It’s Time for Climate Restoration — What the “National Emergency Briefing” Shows Us
On November 27, 2025, the UK’s National Emergency Briefing convened — bringing together ten leading experts to deliver an unfiltered assessment of the climate and nature crisis before some 1,250 politicians, business leaders, faith and cultural figures, media personalities, and civil-society representatives.
This wasn’t another abstract discussion. The briefing laid out, in stark terms, how intertwined threats to ecosystems, food security, human health, economic stability, and national security have already reached critical mass.
Why “Climate Restoration” Matters — Beyond Emissions Cuts
During the event, experts stressed a clear truth: we are not just dealing with a climate emergency, but a *nature collapse* — and addressing it demands more than emissions reductions. It requires restoring ecosystems, rebuilding natural infrastructure, and prioritizing biodiversity, water, soil, and habitat as vital elements of our long-term survival.
As one of the speakers put it: nature isn’t a “nice to have”. It is critical infrastructure — the foundation for food, clean water, flood protection, stable climate regulation, and resilient health systems.
In short: climate restoration isn’t optional. It’s existential.
From Briefing to Movement — What We Must Do Now
The National Emergency Briefing wasn’t designed merely to inform — it is the launchpad for a broader public movement. The organisers have already called on their government and media to hold a *televised national emergency briefing*, to help all citizens understand the scale of the crisis and what can be done.

Activity:
Say whether each statement below agrees with the climate restoration text. Answer yes or no for each, and quote the deciding words from the text. (a) Ten experts spoke at the briefing. (b) The briefing was held before about 2,500 people. (c) The experts said that cutting emissions is enough to deal with the crisis.

Data records:
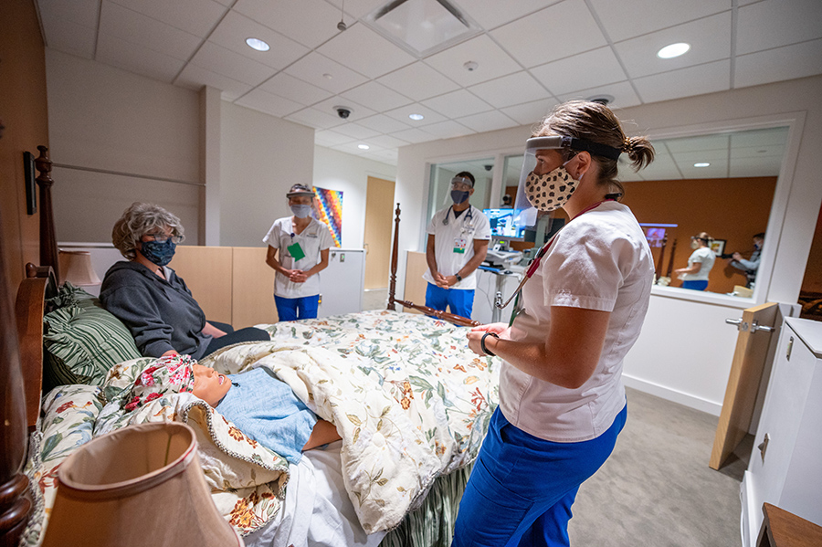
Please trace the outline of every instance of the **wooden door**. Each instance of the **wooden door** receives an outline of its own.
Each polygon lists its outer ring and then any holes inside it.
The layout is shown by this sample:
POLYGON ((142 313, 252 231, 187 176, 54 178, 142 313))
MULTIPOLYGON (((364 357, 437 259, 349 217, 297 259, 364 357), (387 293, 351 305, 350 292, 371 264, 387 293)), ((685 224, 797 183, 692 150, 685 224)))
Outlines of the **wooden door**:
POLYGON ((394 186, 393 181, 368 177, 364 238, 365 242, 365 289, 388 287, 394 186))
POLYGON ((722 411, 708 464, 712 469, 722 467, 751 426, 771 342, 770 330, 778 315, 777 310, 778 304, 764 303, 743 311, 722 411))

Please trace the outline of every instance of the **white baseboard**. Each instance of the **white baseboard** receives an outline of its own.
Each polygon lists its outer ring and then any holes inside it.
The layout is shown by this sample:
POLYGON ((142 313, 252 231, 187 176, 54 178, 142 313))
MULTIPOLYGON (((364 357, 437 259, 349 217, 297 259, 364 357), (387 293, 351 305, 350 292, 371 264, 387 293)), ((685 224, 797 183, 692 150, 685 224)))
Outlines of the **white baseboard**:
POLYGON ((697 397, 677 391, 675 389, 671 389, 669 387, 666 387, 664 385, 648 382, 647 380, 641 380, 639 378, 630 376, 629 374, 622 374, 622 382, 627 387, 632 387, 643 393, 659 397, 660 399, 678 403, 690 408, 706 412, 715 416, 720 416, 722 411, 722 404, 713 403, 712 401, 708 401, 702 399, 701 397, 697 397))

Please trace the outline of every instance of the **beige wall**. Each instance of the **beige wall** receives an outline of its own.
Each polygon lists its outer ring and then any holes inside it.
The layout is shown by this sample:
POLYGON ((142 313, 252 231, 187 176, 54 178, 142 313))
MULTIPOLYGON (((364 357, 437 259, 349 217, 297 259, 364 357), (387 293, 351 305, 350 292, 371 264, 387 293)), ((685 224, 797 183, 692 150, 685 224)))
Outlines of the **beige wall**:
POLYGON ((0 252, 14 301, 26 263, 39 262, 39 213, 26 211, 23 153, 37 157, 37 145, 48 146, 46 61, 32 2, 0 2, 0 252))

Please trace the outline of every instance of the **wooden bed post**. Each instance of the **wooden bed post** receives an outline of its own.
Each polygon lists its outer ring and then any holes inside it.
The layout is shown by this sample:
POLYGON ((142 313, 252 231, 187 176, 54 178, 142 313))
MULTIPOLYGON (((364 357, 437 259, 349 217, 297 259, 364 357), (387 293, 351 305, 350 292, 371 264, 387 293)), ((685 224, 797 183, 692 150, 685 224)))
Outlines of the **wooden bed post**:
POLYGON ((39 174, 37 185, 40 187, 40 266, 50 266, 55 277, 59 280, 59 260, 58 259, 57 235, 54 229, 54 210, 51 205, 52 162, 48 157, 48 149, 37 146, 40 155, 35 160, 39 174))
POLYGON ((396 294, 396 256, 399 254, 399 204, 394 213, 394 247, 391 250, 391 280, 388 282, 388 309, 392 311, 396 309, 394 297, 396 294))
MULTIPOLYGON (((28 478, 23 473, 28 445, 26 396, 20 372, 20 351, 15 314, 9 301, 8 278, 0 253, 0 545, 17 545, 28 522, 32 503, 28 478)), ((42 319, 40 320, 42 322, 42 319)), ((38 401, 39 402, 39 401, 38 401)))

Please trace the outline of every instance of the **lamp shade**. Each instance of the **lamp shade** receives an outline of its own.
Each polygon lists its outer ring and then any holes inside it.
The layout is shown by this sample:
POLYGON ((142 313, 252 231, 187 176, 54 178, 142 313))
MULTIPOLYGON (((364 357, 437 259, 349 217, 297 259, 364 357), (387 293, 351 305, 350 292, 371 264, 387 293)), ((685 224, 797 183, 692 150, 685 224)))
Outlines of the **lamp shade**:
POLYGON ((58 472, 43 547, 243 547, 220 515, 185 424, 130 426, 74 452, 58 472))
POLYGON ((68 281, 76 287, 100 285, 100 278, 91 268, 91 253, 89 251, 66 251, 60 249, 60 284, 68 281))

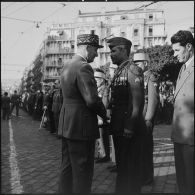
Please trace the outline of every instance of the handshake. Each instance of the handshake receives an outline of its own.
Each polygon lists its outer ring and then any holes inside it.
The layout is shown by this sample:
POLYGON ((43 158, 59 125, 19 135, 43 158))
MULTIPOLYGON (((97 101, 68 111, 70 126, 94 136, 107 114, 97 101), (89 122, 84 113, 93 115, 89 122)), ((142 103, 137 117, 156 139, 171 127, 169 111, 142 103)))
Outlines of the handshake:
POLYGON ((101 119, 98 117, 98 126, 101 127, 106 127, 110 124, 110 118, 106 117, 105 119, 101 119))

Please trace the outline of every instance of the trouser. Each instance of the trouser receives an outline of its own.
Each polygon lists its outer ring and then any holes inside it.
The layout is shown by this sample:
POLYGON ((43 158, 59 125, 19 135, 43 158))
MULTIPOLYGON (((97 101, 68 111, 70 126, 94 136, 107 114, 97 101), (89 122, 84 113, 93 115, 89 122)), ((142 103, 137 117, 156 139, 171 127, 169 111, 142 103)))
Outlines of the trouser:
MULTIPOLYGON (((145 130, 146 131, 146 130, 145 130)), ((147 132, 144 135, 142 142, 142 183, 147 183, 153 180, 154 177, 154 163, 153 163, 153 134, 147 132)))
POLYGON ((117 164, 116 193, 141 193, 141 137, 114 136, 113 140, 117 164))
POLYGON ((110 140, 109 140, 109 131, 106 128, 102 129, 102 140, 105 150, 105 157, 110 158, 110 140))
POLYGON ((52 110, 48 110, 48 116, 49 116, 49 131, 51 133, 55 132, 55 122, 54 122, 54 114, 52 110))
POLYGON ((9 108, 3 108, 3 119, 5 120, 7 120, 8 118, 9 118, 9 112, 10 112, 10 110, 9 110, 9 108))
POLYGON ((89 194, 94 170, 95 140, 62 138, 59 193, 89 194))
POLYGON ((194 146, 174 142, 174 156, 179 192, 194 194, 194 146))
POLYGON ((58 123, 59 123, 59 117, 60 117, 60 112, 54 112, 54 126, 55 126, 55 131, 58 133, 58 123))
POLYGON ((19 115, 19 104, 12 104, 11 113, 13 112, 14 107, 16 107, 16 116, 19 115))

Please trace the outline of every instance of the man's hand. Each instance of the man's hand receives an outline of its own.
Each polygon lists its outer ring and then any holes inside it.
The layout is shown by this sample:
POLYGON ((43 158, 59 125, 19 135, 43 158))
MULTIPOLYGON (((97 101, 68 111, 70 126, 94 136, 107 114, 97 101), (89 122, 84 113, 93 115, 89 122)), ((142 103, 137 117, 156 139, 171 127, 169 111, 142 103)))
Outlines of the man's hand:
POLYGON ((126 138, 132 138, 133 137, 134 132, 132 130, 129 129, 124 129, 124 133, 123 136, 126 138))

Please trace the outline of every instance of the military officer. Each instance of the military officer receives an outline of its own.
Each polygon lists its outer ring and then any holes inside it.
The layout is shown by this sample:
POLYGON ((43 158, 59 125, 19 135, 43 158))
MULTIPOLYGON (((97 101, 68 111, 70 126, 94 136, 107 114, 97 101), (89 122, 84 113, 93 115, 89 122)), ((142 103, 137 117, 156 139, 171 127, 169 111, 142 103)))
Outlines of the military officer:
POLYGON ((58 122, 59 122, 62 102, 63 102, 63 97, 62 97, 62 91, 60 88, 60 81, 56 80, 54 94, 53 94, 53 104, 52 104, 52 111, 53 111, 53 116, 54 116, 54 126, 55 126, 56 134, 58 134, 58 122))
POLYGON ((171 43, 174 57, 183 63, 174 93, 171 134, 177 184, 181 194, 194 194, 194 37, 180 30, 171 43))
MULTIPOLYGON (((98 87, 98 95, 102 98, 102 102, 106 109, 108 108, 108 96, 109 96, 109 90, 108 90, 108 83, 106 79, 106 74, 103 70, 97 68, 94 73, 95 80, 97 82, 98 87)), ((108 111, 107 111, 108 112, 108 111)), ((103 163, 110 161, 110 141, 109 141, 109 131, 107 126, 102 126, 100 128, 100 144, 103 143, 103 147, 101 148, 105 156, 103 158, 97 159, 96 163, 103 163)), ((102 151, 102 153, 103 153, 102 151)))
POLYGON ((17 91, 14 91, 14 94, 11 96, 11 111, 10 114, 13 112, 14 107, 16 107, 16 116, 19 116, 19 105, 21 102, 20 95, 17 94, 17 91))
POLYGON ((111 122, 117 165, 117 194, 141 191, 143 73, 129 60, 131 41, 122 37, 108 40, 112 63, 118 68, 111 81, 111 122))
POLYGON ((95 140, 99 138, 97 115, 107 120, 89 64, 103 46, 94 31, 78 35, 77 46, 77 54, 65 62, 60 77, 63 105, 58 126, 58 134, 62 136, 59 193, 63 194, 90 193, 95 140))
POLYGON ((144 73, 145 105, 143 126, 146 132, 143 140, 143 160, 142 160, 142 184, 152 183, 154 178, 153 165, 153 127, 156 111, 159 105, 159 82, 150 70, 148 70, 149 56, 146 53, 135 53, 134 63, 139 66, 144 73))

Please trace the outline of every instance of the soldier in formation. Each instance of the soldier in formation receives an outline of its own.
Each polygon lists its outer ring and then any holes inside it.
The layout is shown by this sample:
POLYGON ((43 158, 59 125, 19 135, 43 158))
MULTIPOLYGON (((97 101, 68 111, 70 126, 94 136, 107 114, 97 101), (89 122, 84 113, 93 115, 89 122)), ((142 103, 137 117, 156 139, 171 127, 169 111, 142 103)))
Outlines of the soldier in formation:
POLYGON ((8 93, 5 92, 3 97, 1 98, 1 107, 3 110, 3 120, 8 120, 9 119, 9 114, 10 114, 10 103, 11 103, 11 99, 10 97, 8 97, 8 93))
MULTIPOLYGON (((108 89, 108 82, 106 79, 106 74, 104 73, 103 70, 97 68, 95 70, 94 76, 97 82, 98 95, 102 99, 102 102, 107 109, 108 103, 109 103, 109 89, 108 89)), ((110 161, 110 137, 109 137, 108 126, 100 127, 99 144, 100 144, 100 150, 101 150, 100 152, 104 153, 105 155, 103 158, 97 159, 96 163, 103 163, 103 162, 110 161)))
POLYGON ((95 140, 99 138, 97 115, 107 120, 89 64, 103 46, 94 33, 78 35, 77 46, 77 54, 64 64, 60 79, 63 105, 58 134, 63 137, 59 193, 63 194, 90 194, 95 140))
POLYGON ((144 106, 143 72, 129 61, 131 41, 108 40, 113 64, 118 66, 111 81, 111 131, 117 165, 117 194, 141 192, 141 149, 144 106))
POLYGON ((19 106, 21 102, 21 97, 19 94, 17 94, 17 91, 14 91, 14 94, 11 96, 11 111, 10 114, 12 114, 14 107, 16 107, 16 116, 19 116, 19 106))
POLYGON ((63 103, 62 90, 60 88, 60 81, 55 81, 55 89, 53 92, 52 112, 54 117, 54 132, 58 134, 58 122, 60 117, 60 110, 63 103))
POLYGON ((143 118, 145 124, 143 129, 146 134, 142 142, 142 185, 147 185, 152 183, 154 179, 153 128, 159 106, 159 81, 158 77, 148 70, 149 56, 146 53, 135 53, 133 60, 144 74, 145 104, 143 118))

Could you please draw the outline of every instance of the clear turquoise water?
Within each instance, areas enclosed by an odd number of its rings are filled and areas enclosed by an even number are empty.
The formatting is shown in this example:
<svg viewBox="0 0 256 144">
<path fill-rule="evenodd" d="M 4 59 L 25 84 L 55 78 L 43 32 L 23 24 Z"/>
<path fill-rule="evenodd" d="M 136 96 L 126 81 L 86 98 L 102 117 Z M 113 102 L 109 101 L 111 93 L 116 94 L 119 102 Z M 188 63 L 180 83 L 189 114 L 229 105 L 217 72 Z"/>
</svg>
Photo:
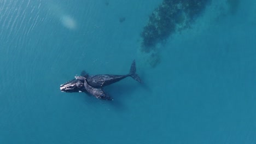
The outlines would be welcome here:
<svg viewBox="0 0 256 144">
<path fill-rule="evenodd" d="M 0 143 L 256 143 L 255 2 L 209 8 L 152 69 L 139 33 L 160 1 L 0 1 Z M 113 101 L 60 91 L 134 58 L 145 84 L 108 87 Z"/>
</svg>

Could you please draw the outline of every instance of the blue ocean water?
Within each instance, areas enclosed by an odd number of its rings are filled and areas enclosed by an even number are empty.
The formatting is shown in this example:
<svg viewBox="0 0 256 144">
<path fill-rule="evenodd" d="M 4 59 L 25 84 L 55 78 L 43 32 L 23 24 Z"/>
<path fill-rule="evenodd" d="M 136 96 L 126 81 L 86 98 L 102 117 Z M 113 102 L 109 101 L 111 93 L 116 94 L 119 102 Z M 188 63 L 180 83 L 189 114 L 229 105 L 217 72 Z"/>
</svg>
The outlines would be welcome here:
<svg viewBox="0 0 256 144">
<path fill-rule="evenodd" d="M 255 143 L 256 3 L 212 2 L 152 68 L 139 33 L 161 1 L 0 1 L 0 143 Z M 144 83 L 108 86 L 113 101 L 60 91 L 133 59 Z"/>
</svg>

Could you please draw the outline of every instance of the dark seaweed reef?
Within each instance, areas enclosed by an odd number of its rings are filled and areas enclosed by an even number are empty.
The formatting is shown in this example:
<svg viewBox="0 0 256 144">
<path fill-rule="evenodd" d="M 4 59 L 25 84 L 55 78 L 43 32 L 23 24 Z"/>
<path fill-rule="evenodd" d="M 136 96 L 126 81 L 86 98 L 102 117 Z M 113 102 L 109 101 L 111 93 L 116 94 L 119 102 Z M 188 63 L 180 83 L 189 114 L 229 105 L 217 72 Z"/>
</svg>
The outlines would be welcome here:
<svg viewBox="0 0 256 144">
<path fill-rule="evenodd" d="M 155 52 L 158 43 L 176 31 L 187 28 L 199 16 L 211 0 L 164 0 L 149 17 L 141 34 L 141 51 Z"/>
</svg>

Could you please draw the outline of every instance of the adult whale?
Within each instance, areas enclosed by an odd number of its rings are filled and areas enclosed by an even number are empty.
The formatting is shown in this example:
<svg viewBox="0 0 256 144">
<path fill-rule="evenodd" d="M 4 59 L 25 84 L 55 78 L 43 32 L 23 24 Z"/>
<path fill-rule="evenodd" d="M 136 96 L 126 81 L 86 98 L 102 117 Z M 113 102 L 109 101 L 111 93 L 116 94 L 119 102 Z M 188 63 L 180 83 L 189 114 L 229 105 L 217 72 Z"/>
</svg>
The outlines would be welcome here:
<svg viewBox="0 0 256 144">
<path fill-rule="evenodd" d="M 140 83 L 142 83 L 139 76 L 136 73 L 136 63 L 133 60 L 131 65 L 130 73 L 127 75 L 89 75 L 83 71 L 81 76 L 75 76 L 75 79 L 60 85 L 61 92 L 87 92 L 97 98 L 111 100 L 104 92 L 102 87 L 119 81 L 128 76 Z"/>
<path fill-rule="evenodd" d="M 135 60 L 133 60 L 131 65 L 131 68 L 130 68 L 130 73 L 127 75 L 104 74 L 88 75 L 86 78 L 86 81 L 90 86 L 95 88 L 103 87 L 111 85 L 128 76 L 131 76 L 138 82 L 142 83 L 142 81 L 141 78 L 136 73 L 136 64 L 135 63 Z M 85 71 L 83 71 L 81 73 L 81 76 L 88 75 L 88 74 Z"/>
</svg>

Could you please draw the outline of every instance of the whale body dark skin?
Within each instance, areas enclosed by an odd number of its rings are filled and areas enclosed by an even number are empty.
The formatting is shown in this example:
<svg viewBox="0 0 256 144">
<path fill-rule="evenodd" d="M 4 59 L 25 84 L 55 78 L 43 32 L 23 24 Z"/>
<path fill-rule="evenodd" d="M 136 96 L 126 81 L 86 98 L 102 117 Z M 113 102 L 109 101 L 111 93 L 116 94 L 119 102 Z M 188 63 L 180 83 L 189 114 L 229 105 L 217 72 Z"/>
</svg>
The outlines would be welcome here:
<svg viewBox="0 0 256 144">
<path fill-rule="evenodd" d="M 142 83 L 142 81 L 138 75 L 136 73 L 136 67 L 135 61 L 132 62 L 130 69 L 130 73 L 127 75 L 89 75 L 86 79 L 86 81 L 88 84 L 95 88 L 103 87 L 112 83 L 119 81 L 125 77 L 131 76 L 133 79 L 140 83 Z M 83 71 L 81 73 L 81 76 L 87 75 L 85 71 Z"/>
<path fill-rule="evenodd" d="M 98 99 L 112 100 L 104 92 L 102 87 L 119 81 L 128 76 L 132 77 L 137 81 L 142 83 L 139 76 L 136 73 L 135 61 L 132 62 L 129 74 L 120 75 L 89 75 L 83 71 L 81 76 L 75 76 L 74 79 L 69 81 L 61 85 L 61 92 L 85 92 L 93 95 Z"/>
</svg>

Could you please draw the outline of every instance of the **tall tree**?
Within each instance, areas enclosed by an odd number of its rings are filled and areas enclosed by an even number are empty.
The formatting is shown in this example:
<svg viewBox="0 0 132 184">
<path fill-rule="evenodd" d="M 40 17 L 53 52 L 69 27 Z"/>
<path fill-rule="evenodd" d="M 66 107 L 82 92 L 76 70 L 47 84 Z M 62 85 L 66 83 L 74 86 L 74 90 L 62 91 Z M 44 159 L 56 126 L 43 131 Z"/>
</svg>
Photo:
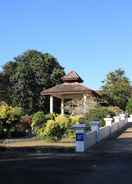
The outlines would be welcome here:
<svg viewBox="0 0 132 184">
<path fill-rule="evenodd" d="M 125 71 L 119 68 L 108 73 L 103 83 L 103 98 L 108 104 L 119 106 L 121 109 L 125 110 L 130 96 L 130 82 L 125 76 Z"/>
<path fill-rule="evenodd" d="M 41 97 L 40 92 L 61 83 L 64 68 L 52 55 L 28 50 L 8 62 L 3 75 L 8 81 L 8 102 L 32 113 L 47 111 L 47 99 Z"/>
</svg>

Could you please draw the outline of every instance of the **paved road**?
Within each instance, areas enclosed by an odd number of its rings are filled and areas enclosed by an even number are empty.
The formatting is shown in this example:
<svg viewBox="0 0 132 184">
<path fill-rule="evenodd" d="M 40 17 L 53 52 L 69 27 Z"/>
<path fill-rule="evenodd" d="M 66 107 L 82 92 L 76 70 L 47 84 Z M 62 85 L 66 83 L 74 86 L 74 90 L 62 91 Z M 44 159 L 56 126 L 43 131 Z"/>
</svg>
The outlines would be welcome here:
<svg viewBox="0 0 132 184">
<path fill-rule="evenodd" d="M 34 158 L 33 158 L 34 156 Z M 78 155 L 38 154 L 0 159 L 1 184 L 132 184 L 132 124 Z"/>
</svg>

Exercise answer:
(a) Yes: "bringing together ten leading experts"
(b) No: "before some 1,250 politicians, business leaders, faith and cultural figures, media personalities, and civil-society representatives"
(c) No: "addressing it demands more than emissions reductions"